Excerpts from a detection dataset
• • •
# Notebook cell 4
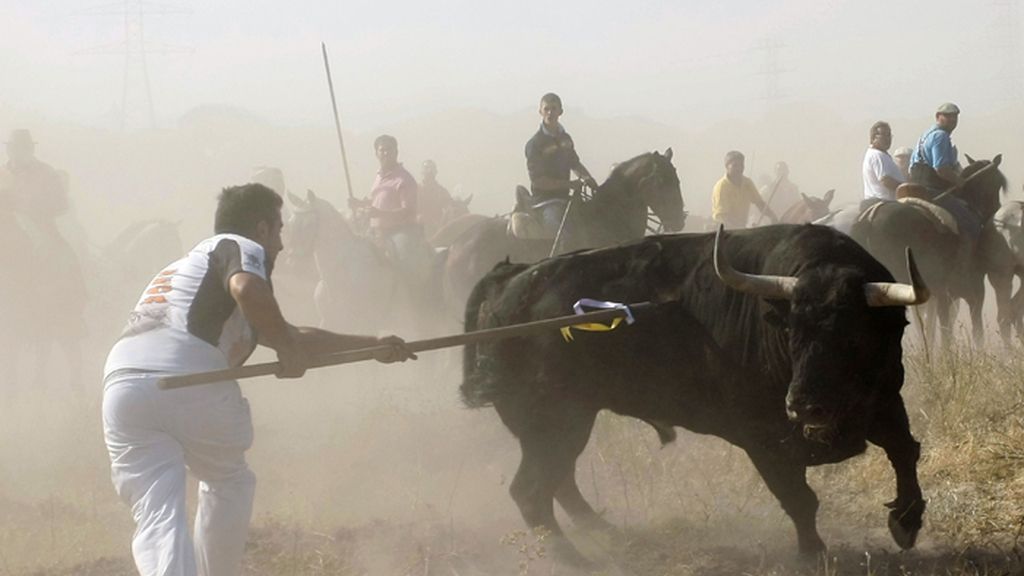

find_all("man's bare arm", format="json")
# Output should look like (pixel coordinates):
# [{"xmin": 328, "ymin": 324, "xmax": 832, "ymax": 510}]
[
  {"xmin": 881, "ymin": 176, "xmax": 903, "ymax": 194},
  {"xmin": 227, "ymin": 272, "xmax": 308, "ymax": 378}
]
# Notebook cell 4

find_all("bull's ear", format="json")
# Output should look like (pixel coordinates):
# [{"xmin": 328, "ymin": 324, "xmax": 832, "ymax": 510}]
[
  {"xmin": 763, "ymin": 300, "xmax": 790, "ymax": 330},
  {"xmin": 288, "ymin": 192, "xmax": 308, "ymax": 208}
]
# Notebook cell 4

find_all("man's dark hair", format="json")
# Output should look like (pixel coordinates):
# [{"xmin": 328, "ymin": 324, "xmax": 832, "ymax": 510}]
[
  {"xmin": 867, "ymin": 120, "xmax": 892, "ymax": 141},
  {"xmin": 541, "ymin": 92, "xmax": 562, "ymax": 110},
  {"xmin": 374, "ymin": 134, "xmax": 398, "ymax": 150},
  {"xmin": 213, "ymin": 182, "xmax": 284, "ymax": 237}
]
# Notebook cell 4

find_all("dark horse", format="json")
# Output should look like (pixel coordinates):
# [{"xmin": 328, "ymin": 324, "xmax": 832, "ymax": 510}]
[
  {"xmin": 850, "ymin": 155, "xmax": 1007, "ymax": 344},
  {"xmin": 441, "ymin": 148, "xmax": 686, "ymax": 316}
]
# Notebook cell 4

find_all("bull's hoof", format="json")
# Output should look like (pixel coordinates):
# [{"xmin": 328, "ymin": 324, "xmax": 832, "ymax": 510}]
[
  {"xmin": 798, "ymin": 532, "xmax": 828, "ymax": 560},
  {"xmin": 889, "ymin": 500, "xmax": 925, "ymax": 550},
  {"xmin": 548, "ymin": 536, "xmax": 598, "ymax": 571}
]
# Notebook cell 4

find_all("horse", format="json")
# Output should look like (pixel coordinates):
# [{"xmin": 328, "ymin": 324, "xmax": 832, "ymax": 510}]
[
  {"xmin": 850, "ymin": 155, "xmax": 1007, "ymax": 345},
  {"xmin": 441, "ymin": 148, "xmax": 686, "ymax": 317},
  {"xmin": 778, "ymin": 190, "xmax": 836, "ymax": 224},
  {"xmin": 284, "ymin": 191, "xmax": 436, "ymax": 334},
  {"xmin": 979, "ymin": 201, "xmax": 1024, "ymax": 346}
]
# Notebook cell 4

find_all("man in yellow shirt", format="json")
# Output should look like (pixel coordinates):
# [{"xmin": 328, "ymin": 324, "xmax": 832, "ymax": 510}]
[{"xmin": 711, "ymin": 150, "xmax": 778, "ymax": 229}]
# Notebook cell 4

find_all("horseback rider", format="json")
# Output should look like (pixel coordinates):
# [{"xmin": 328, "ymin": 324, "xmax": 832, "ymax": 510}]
[
  {"xmin": 525, "ymin": 92, "xmax": 597, "ymax": 240},
  {"xmin": 910, "ymin": 102, "xmax": 964, "ymax": 195},
  {"xmin": 417, "ymin": 160, "xmax": 453, "ymax": 238},
  {"xmin": 348, "ymin": 134, "xmax": 432, "ymax": 278},
  {"xmin": 0, "ymin": 128, "xmax": 88, "ymax": 383},
  {"xmin": 761, "ymin": 160, "xmax": 800, "ymax": 214},
  {"xmin": 711, "ymin": 150, "xmax": 778, "ymax": 229},
  {"xmin": 861, "ymin": 121, "xmax": 904, "ymax": 201}
]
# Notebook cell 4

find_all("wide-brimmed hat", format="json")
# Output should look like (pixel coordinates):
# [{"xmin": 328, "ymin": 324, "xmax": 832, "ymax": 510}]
[{"xmin": 7, "ymin": 128, "xmax": 36, "ymax": 146}]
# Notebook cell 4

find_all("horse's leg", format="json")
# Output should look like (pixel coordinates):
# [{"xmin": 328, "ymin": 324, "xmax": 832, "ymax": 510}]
[
  {"xmin": 967, "ymin": 276, "xmax": 985, "ymax": 349},
  {"xmin": 935, "ymin": 293, "xmax": 953, "ymax": 351},
  {"xmin": 988, "ymin": 272, "xmax": 1016, "ymax": 347}
]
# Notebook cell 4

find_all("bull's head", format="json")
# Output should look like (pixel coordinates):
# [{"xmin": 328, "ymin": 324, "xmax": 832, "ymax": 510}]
[{"xmin": 715, "ymin": 229, "xmax": 929, "ymax": 441}]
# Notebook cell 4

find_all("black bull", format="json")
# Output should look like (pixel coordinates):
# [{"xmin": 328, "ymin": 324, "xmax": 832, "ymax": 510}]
[{"xmin": 461, "ymin": 225, "xmax": 928, "ymax": 560}]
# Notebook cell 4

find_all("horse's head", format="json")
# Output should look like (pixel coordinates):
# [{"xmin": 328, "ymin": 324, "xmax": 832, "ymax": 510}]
[
  {"xmin": 283, "ymin": 190, "xmax": 352, "ymax": 260},
  {"xmin": 608, "ymin": 148, "xmax": 686, "ymax": 232},
  {"xmin": 956, "ymin": 154, "xmax": 1007, "ymax": 221},
  {"xmin": 779, "ymin": 190, "xmax": 836, "ymax": 224}
]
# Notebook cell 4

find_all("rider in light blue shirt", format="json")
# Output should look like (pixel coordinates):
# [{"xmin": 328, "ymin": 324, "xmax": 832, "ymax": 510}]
[{"xmin": 910, "ymin": 102, "xmax": 963, "ymax": 189}]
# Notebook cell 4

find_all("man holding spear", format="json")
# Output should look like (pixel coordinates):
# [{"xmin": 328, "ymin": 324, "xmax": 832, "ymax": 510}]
[{"xmin": 102, "ymin": 183, "xmax": 416, "ymax": 576}]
• • •
Which lines of the material above contain the word "dark"? Identify each one and copy it.

find_all("man's dark hair", format="json")
find_all("dark horse", format="json")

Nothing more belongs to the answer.